* _Extract to read_:
· · · · · · ·
3. Mechanism Analysis Under Vacuum Conditions
This phenomenon is most commonly associated with amorphous formulations, such as peptide and biological products, during the vacuum pull-down stage of lyophilization.
3.1 Characteristics of Amorphous Formulations
Peptides and formulations containing stabilizing sugars (e.g., sucrose or trehalose) typically form an amorphous glassy matrix after freezing rather than a crystalline structure;
Amorphous systems do not exhibit a distinct eutectic temperature and are instead governed by the glass transition temperature of the maximally freeze-concentrated solution (Tg′);
Even below Tg′, such systems may retain a small amount of unfrozen or weakly bound water.
3.2 Evaporative Cooling During Vacuum Pull-Down
During the initial reduction of chamber pressure:
Residual unfrozen moisture may undergo rapid evaporation (flash evaporation);
This phase change absorbs latent heat from the immediate surroundings;
Temperature probes in direct contact with the product, or with low thermal mass, can experience temporary evaporative cooling;
As a result, the probe may display an artificially low temperature, which does not represent the actual bulk product temperature.
This effect is typically localized and short-lived.
3.3 Heat Transfer Changes Under Vacuum
Upon evacuation, convective heat transfer inside the chamber is significantly reduced;
If the temperature probe is not in perfect thermal contact with the frozen product, the loss of convection can amplify the apparent temperature drop;
This behavior is more pronounced in high-water-content, low-solids, amorphous formulations.
4. Conclusion
Based on the above analysis, the sudden decrease in indicated product temperature during vacuum pull-down is attributed to:
Evaporative cooling of residual unfrozen water in amorphous systems;
Transient probe response under changing heat transfer conditions;
Formulation and process-related factors, rather than freeze dryer hardware performance.
This behavior is a known and explainable phenomenon in lyophilization of peptide and biological products.
5. Mitigation Strategy: Introduction of an Annealing Step
To reduce residual unfrozen moisture and improve freezing uniformity in amorphous systems, the introduction of an annealing step during the freezing phase is recommended.
· · · · · · ·
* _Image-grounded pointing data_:
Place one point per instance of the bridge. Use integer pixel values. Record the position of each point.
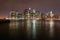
(30, 18)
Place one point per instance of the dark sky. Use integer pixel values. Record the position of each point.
(42, 5)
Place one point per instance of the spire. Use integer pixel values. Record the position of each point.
(33, 10)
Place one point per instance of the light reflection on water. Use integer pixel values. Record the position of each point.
(31, 27)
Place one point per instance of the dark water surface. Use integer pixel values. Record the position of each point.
(30, 30)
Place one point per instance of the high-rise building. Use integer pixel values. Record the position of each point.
(13, 14)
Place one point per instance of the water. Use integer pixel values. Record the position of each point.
(30, 30)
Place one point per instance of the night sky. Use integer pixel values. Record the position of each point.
(42, 5)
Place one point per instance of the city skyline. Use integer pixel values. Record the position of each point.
(42, 5)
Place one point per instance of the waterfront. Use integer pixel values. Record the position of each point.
(30, 30)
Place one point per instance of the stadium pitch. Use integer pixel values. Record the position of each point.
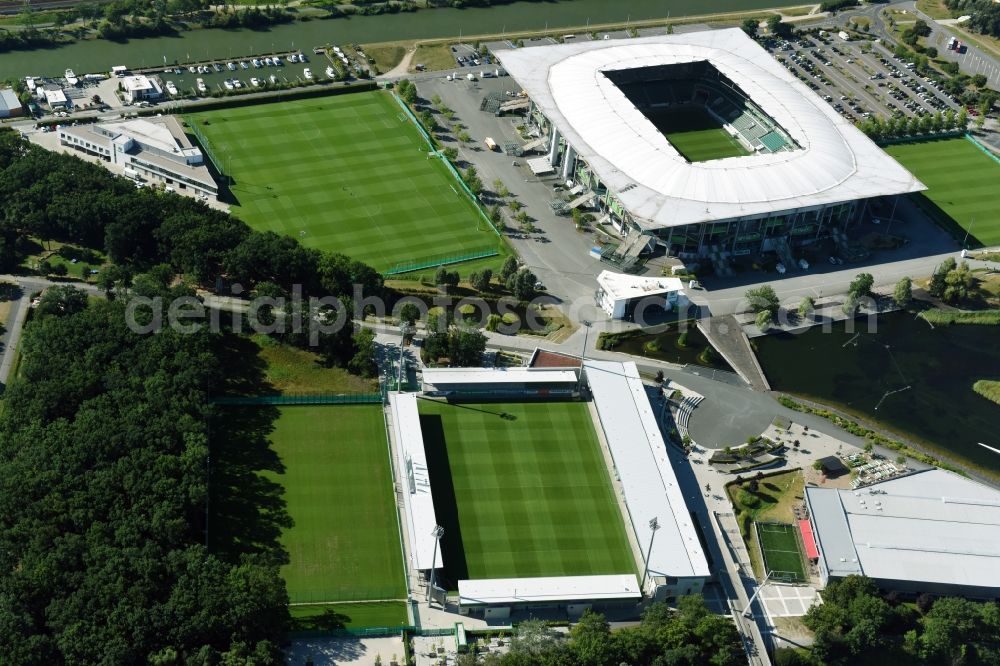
(961, 181)
(347, 173)
(780, 550)
(318, 488)
(522, 490)
(696, 135)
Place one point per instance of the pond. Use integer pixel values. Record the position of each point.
(664, 347)
(909, 377)
(100, 55)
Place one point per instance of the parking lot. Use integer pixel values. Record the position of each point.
(861, 79)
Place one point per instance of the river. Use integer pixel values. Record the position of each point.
(101, 55)
(911, 378)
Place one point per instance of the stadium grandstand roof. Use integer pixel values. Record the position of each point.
(412, 464)
(648, 480)
(489, 591)
(835, 163)
(929, 527)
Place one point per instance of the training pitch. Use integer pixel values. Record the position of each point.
(697, 135)
(343, 544)
(961, 181)
(780, 550)
(347, 173)
(522, 490)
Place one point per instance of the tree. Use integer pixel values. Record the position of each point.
(806, 306)
(409, 313)
(937, 284)
(481, 281)
(509, 268)
(764, 320)
(861, 287)
(903, 293)
(763, 298)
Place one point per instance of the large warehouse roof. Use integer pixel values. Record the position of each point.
(836, 162)
(931, 527)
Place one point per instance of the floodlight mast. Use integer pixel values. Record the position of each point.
(437, 533)
(654, 524)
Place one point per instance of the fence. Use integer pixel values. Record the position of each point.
(294, 399)
(206, 147)
(409, 267)
(448, 164)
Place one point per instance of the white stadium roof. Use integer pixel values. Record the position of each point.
(836, 162)
(547, 589)
(930, 527)
(648, 480)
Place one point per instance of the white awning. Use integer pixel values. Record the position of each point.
(553, 589)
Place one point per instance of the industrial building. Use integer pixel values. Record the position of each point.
(148, 150)
(603, 109)
(932, 531)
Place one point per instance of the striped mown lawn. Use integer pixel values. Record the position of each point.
(962, 182)
(522, 490)
(314, 482)
(347, 173)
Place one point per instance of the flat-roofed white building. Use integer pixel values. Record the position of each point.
(620, 295)
(138, 88)
(154, 149)
(497, 597)
(933, 531)
(497, 382)
(10, 105)
(676, 561)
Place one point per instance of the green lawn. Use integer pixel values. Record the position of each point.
(696, 135)
(347, 173)
(961, 181)
(781, 550)
(351, 616)
(522, 490)
(316, 480)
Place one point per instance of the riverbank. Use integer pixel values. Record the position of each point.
(449, 23)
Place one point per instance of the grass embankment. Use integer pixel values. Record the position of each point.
(934, 8)
(988, 389)
(948, 317)
(300, 372)
(327, 617)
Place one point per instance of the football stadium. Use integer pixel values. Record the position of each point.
(702, 144)
(534, 499)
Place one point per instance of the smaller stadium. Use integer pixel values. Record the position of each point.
(532, 498)
(701, 144)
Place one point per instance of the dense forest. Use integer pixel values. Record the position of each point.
(856, 623)
(103, 448)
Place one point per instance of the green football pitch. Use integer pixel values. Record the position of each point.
(347, 173)
(962, 182)
(318, 484)
(697, 135)
(522, 490)
(780, 550)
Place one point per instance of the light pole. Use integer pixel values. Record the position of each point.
(437, 533)
(654, 525)
(583, 357)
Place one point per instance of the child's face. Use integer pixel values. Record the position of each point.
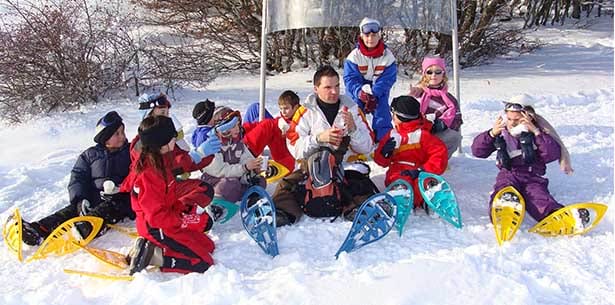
(287, 111)
(117, 139)
(160, 111)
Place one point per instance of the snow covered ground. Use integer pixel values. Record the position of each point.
(569, 81)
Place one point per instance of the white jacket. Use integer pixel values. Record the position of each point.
(309, 121)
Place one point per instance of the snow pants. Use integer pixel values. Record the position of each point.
(538, 201)
(230, 189)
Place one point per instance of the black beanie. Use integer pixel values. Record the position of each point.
(407, 108)
(107, 126)
(159, 133)
(203, 111)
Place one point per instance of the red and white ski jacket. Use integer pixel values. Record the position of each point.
(268, 133)
(415, 148)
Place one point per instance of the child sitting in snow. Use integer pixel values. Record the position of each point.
(410, 147)
(203, 114)
(523, 151)
(272, 132)
(108, 160)
(233, 168)
(167, 213)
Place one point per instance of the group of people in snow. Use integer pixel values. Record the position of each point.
(313, 140)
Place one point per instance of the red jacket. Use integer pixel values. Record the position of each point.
(183, 163)
(415, 148)
(156, 202)
(267, 133)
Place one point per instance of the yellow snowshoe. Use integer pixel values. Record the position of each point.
(11, 233)
(62, 240)
(571, 220)
(507, 211)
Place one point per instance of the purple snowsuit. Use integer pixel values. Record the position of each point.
(527, 179)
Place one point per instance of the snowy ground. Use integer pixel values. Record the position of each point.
(569, 81)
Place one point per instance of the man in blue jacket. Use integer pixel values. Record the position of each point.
(370, 71)
(108, 160)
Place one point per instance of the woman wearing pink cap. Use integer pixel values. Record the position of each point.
(437, 104)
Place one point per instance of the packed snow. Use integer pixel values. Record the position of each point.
(569, 81)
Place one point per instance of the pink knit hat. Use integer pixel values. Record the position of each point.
(431, 61)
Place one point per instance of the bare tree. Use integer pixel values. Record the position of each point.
(58, 55)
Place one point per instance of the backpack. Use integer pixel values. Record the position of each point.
(323, 197)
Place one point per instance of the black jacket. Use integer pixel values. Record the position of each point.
(93, 167)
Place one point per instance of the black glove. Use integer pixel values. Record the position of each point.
(527, 147)
(438, 126)
(387, 148)
(414, 173)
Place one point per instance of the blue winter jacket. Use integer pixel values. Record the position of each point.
(93, 167)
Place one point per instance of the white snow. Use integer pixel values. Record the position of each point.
(569, 81)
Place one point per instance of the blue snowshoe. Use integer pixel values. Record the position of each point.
(439, 196)
(258, 217)
(374, 219)
(401, 190)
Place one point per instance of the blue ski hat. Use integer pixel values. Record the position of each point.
(147, 102)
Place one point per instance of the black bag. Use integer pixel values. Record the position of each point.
(323, 197)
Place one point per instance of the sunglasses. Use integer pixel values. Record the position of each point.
(514, 107)
(227, 118)
(436, 72)
(370, 28)
(160, 101)
(111, 118)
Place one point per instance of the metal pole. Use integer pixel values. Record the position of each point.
(456, 60)
(455, 48)
(261, 100)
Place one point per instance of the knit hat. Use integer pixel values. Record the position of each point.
(147, 102)
(431, 61)
(203, 111)
(369, 25)
(407, 108)
(107, 126)
(160, 132)
(220, 112)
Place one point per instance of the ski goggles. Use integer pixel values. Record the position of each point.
(403, 115)
(226, 119)
(370, 28)
(159, 101)
(436, 72)
(516, 107)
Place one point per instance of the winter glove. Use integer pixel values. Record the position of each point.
(502, 156)
(387, 148)
(196, 222)
(211, 146)
(414, 173)
(438, 126)
(527, 147)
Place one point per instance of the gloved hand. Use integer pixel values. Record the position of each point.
(222, 128)
(413, 173)
(369, 101)
(388, 147)
(196, 222)
(211, 146)
(438, 126)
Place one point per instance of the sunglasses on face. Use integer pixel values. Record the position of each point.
(514, 107)
(436, 72)
(159, 101)
(370, 28)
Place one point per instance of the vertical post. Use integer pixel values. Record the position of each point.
(261, 100)
(455, 48)
(455, 39)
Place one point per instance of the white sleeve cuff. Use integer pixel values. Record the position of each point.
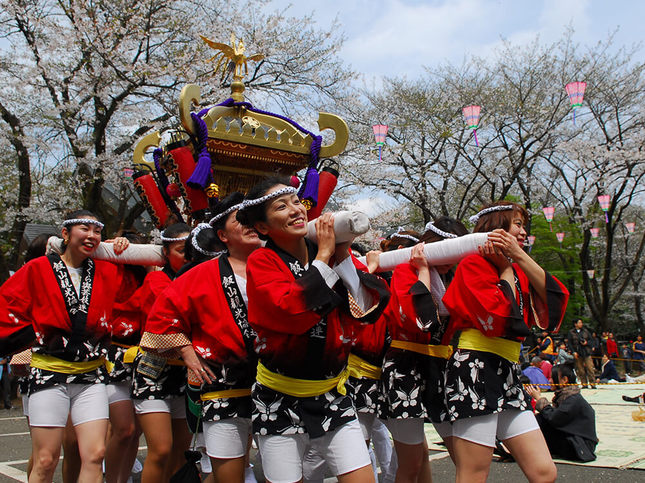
· · · · · · ·
* _Assignment 1_:
Answer from the lyophilization text above the records:
(a) Instead of a distinct eutectic temperature, what governs amorphous systems?
(b) What happens to convective heat transfer inside the chamber upon evacuation?
(c) What step does the text recommend adding during the freezing phase?
* _Assignment 2_:
Please print everything in the lyophilization text from "3.2 Evaporative Cooling" down to "bulk product temperature.".

* _Task result 1_:
(a) The glass transition temperature of the maximally freeze-concentrated solution (Tg′).
(b) It is significantly reduced.
(c) An annealing step.

* _Task result 2_:
3.2 Evaporative Cooling During Vacuum Pull-Down
During the initial reduction of chamber pressure:
Residual unfrozen moisture may undergo rapid evaporation (flash evaporation);
This phase change absorbs latent heat from the immediate surroundings;
Temperature probes in direct contact with the product, or with low thermal mass, can experience temporary evaporative cooling;
As a result, the probe may display an artificially low temperature, which does not represent the actual bulk product temperature.